** Source information **

● ● ●

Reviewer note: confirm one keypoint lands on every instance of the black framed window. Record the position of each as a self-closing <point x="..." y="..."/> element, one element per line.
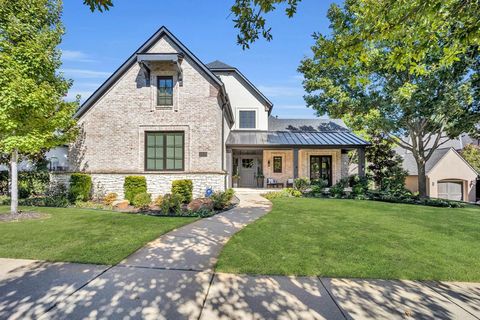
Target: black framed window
<point x="247" y="119"/>
<point x="321" y="168"/>
<point x="277" y="164"/>
<point x="164" y="151"/>
<point x="164" y="91"/>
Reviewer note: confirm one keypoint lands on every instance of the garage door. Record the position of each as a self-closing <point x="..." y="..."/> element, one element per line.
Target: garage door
<point x="450" y="190"/>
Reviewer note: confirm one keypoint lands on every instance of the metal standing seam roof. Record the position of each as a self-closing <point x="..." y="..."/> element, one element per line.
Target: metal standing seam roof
<point x="285" y="138"/>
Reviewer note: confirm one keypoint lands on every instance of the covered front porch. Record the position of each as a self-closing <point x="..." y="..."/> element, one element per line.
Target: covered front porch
<point x="250" y="167"/>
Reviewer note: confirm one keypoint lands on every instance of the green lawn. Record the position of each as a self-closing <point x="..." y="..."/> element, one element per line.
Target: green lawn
<point x="354" y="238"/>
<point x="81" y="235"/>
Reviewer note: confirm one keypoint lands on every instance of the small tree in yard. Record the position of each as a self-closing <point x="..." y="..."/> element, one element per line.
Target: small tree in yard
<point x="33" y="115"/>
<point x="471" y="153"/>
<point x="384" y="163"/>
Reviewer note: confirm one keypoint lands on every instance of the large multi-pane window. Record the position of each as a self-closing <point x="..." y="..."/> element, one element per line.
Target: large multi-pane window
<point x="164" y="151"/>
<point x="247" y="119"/>
<point x="277" y="164"/>
<point x="164" y="91"/>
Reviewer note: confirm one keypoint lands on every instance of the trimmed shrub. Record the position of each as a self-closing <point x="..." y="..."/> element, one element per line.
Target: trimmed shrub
<point x="158" y="200"/>
<point x="80" y="187"/>
<point x="338" y="189"/>
<point x="142" y="200"/>
<point x="110" y="198"/>
<point x="89" y="205"/>
<point x="301" y="184"/>
<point x="222" y="199"/>
<point x="171" y="204"/>
<point x="293" y="192"/>
<point x="4" y="200"/>
<point x="184" y="188"/>
<point x="134" y="185"/>
<point x="56" y="196"/>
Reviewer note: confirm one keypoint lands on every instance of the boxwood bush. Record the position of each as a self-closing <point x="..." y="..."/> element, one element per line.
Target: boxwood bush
<point x="134" y="185"/>
<point x="80" y="187"/>
<point x="142" y="200"/>
<point x="184" y="188"/>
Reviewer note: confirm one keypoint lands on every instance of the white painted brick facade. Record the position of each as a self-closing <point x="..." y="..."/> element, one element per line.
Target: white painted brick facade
<point x="112" y="139"/>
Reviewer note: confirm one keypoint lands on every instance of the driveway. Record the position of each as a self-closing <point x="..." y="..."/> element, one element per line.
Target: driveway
<point x="173" y="278"/>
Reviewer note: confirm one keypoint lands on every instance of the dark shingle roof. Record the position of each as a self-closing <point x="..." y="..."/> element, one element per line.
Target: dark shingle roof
<point x="341" y="138"/>
<point x="306" y="125"/>
<point x="217" y="64"/>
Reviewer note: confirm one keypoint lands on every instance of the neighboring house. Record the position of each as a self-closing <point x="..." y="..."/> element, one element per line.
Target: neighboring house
<point x="449" y="176"/>
<point x="57" y="161"/>
<point x="166" y="115"/>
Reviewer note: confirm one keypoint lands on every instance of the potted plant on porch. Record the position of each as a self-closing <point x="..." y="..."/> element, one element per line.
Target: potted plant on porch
<point x="235" y="179"/>
<point x="260" y="178"/>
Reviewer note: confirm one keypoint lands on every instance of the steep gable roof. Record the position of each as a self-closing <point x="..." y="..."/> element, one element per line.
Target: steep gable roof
<point x="219" y="66"/>
<point x="163" y="31"/>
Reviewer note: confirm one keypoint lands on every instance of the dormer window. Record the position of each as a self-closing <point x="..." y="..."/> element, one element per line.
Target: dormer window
<point x="247" y="119"/>
<point x="164" y="91"/>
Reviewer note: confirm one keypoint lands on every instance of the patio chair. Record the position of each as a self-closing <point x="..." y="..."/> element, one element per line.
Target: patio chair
<point x="290" y="183"/>
<point x="273" y="183"/>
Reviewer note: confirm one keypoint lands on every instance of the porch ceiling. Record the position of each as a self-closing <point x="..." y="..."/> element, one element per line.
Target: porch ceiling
<point x="340" y="139"/>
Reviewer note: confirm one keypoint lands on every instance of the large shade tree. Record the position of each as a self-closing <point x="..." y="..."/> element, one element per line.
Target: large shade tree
<point x="355" y="73"/>
<point x="33" y="113"/>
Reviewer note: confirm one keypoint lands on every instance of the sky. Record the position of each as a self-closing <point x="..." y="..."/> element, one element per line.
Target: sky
<point x="96" y="44"/>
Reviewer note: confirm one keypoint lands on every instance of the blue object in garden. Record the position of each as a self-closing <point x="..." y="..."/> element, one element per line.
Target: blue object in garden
<point x="208" y="192"/>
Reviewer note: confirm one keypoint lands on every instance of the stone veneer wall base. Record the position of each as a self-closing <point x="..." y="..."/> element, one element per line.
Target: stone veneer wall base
<point x="157" y="184"/>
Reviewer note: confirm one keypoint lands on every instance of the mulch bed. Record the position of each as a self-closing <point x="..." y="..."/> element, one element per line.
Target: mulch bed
<point x="24" y="215"/>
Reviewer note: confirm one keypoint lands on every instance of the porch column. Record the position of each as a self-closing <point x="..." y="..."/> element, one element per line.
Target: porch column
<point x="361" y="161"/>
<point x="229" y="167"/>
<point x="295" y="163"/>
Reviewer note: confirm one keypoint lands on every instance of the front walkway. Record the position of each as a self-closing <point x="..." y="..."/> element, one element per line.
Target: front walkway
<point x="173" y="278"/>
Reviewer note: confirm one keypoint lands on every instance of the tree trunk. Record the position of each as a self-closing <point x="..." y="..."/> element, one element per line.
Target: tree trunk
<point x="422" y="180"/>
<point x="14" y="182"/>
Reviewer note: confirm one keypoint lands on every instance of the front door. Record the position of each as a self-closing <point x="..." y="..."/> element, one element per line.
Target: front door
<point x="248" y="170"/>
<point x="321" y="168"/>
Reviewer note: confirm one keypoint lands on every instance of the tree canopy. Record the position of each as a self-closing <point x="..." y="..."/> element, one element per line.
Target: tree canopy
<point x="358" y="74"/>
<point x="33" y="113"/>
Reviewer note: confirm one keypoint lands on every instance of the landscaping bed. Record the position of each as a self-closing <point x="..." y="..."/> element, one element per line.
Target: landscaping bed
<point x="359" y="239"/>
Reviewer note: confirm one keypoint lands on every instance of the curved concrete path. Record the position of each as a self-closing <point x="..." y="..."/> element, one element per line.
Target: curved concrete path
<point x="167" y="279"/>
<point x="173" y="278"/>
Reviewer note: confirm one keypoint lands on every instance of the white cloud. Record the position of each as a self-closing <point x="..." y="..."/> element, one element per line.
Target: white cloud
<point x="282" y="91"/>
<point x="84" y="73"/>
<point x="74" y="55"/>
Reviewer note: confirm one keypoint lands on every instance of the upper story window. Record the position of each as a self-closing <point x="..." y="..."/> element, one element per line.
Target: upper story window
<point x="247" y="119"/>
<point x="164" y="151"/>
<point x="277" y="164"/>
<point x="164" y="91"/>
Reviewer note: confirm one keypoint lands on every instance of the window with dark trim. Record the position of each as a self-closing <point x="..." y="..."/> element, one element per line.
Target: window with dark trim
<point x="247" y="119"/>
<point x="164" y="151"/>
<point x="277" y="164"/>
<point x="164" y="91"/>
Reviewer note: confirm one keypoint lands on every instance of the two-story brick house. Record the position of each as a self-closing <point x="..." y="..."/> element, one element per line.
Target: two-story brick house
<point x="166" y="115"/>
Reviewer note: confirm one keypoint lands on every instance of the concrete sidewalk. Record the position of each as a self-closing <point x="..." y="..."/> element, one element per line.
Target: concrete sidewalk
<point x="173" y="278"/>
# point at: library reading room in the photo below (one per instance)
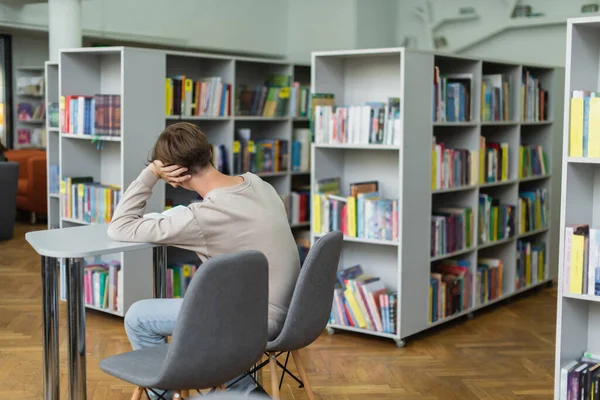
(398, 210)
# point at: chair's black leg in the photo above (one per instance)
(285, 370)
(287, 357)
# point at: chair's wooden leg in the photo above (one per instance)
(302, 372)
(274, 380)
(137, 394)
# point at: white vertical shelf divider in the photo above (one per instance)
(137, 75)
(404, 171)
(578, 315)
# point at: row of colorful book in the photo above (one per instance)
(260, 155)
(453, 167)
(581, 264)
(363, 214)
(103, 285)
(269, 100)
(451, 286)
(532, 209)
(98, 115)
(297, 205)
(363, 302)
(300, 100)
(496, 220)
(53, 179)
(584, 124)
(88, 201)
(367, 123)
(451, 97)
(534, 98)
(451, 229)
(533, 161)
(531, 263)
(493, 161)
(206, 97)
(31, 112)
(580, 379)
(496, 98)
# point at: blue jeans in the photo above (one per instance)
(149, 322)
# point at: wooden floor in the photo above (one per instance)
(506, 352)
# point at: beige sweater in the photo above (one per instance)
(248, 216)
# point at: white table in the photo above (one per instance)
(73, 244)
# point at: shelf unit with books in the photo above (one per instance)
(82, 149)
(445, 173)
(30, 110)
(91, 86)
(578, 311)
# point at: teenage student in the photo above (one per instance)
(237, 213)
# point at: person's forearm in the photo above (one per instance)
(125, 221)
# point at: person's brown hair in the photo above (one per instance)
(183, 144)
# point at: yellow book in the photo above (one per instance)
(351, 214)
(316, 213)
(349, 294)
(576, 127)
(594, 128)
(504, 175)
(482, 159)
(576, 278)
(168, 96)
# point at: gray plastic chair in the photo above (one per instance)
(309, 311)
(9, 179)
(221, 330)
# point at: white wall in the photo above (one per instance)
(545, 45)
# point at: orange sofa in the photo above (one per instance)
(32, 193)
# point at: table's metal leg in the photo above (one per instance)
(159, 258)
(76, 326)
(50, 315)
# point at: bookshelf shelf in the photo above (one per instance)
(90, 137)
(428, 196)
(365, 331)
(142, 77)
(498, 183)
(453, 254)
(366, 241)
(578, 311)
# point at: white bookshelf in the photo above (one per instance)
(36, 126)
(139, 76)
(136, 75)
(578, 315)
(52, 143)
(404, 171)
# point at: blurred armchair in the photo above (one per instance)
(32, 193)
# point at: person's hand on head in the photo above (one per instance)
(172, 174)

● ● ●

** Your task **
The lines to output run from the one containing "# point at: orange" to the last line of the entries; give them back exactly.

** Result of the task **
# point at: orange sofa in the photo above (one per instance)
(32, 193)
# point at: table's metal leg in the photo above (one per instance)
(159, 258)
(76, 326)
(50, 315)
# point at: bookshelf shelf in the photo above (one per instance)
(90, 137)
(428, 196)
(365, 331)
(142, 77)
(498, 183)
(453, 254)
(366, 241)
(578, 311)
# point at: white bookshelf in the photo above (one per instance)
(36, 126)
(139, 76)
(136, 75)
(578, 315)
(52, 143)
(404, 171)
# point at: blurred armchair in the photo above (one per instance)
(32, 193)
# point at: person's hand on head in the photo above (one per instance)
(172, 174)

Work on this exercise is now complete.